▶ [Page text]:
** start **

Step 2: Choose a Suitable Coordinate System
• Place vertex E at the origin: E = (0, 0) .
• Place vertex G on the x -axis: G = (a, 0) .
• Since the triangle is equilateral, vertex F will be at F = \left(\frac{a}{2}, \frac{\sqrt{3}\,a}{2}\right) .
Step 3: Identify the Axis of Rotation
• The axis EX is through point E and perpendicular to EG in the plane.
• Since EG lies along the x -axis, a line perpendicular to EG through E is along the y -axis.
Step 4: Calculate Each Mass’s Perpendicular Distance from the Axis
The moment of inertia of a point mass m about an axis is I = m\,r^2 , where r is the perpendicular distance from the axis.
Mass at E: Located at (0,0) . Distance from the y -axis (the axis EX) is 0 . Thus, its contribution to moment of inertia is 0 .
Mass at G: Located at (a,0) . Distance from the y -axis is a . Thus, its contribution to moment of inertia is m\,a^2 .
Mass at F: Located at \left(\frac{a}{2}, \frac{\sqrt{3}a}{2}\right) . Distance from the y -axis is \frac{a}{2} . Thus, its contribution to moment of inertia is m\,\left(\frac{a}{2}\right)^2 = \frac{m\,a^2}{4} .

** end **

▶ [Jobs]:
1. In the worked solution, where is vertex E placed?
2. Carry the worked solution on from where it stops.

Records:
** start **

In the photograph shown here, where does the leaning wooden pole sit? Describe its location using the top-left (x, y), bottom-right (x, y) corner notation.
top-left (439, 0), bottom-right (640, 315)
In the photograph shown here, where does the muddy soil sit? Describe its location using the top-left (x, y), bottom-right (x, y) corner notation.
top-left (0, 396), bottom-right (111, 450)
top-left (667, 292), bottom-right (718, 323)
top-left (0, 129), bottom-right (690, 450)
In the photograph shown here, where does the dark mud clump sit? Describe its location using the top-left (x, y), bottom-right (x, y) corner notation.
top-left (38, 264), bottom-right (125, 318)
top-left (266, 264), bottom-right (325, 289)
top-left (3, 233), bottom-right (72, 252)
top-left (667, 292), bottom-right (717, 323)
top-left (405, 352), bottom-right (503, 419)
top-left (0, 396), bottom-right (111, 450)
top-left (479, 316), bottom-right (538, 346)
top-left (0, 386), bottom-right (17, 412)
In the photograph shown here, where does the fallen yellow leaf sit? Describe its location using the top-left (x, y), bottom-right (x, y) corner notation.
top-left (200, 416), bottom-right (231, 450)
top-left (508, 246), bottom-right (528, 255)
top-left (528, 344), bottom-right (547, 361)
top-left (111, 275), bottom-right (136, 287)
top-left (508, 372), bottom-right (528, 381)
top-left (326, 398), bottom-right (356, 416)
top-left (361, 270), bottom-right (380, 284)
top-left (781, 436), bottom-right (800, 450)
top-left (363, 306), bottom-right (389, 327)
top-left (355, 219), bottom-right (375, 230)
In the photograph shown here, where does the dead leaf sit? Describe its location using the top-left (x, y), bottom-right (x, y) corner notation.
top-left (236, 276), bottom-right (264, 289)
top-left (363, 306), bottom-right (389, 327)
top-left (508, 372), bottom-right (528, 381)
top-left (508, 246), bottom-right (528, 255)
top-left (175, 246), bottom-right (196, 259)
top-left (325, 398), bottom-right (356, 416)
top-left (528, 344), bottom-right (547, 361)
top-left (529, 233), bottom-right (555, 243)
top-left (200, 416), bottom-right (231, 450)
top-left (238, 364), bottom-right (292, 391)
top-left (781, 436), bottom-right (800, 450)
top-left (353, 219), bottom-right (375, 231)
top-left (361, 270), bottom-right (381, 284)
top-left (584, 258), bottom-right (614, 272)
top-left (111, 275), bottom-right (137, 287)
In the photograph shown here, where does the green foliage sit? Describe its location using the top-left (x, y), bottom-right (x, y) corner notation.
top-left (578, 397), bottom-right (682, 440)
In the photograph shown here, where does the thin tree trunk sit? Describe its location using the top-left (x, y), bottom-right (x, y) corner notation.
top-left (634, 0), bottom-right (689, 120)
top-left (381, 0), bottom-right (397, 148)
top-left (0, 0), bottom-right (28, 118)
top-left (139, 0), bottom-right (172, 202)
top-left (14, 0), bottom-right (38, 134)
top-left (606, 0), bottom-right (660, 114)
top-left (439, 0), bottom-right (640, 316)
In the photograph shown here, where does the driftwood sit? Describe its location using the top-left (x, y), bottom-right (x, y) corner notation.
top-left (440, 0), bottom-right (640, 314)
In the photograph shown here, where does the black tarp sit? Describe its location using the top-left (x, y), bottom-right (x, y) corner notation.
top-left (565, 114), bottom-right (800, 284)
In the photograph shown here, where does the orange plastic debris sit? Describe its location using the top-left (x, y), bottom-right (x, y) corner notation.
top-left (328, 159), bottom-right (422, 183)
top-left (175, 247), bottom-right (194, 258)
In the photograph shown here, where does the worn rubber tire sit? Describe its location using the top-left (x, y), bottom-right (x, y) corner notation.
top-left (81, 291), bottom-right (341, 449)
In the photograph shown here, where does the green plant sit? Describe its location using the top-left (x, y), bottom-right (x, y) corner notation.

** end **

▶ [Solved problems]:
1. At the origin, E = (0, 0).

2.
Step 5: Sum the Contributions
The total moment of inertia I about EX is the sum of contributions from all three masses:
I = 0 + m\,a^2 + \frac{m\,a^2}{4} \;=\; m\,a^2 + \frac{m\,a^2}{4} \;=\; m\,a^2 \Bigl(1 + \frac{1}{4}\Bigr) \;=\; \frac{5}{4}\,m\,a^2.
Step 6: Relate to the Given Form
We are told that the moment of inertia has the form:
I = \frac{N}{20}\,m\,a^2.
Since we found I = \frac{5}{4}\,m\,a^2 = \frac{25}{20}\,m\,a^2 , we match coefficients:
\frac{N}{20} = \frac{25}{20} \quad \Longrightarrow \quad N = 25.
Conclusion
Therefore, the integer N is 25 .